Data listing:
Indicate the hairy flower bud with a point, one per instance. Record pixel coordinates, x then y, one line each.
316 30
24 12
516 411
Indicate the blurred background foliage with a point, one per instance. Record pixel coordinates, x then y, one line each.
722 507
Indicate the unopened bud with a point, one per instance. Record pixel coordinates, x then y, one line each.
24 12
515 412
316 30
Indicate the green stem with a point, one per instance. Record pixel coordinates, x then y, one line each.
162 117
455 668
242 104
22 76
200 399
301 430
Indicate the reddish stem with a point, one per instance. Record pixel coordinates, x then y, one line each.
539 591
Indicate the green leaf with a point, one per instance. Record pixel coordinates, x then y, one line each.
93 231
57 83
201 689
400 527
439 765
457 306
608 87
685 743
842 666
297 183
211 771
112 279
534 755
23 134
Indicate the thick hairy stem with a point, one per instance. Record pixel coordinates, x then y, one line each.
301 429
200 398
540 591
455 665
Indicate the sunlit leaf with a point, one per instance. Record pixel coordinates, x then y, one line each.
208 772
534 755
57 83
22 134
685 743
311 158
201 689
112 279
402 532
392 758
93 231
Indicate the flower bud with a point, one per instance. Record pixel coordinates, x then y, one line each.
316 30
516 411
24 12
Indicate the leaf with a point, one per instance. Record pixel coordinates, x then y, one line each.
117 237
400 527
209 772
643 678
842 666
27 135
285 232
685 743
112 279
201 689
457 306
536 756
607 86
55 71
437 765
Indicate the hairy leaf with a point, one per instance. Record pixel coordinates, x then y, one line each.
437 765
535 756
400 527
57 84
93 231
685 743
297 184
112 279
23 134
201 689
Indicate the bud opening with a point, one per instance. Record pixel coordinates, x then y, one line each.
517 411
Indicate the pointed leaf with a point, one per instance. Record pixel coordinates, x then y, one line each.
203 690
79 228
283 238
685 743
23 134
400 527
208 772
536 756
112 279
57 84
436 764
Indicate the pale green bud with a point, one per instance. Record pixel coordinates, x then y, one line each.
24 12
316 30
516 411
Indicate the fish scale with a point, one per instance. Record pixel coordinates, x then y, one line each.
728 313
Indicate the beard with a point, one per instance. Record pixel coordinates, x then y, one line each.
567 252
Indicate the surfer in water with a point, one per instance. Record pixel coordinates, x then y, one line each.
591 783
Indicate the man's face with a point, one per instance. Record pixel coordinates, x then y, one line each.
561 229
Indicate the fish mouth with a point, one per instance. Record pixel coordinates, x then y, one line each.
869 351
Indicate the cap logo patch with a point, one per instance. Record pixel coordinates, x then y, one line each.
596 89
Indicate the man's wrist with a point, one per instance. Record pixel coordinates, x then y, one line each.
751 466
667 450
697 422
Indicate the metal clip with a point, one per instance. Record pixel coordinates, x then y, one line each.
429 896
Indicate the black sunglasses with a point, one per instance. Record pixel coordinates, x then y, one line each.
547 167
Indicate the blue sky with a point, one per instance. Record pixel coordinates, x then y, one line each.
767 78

TASK
Reproduce exactly, with nothing added, the lines from the one that contains "Indicate the fish mouth" to the end of the data.

SOLVED EXERCISE
Indicate the fish mouth with a point, one per instance. Record pixel coordinates, x then y, one line each.
869 351
Indicate the cap logo patch with a point, one per instance. Record pixel coordinates, x then y, one line each.
596 89
Indicate the man's wrist with a point, one per instance. Record pixel coordinates, x then y, one line each.
751 466
667 450
697 422
Indicate the metal clip with a point, one per instance. Record pixel coordinates, x then y, one line each.
429 896
Indicate the black sunglasses with a point, one per instance. Record pixel coordinates, x then y, one line each.
547 167
Indicate the blue sky with a point, one per instance. Record pixel coordinates, x then y, one line each.
767 78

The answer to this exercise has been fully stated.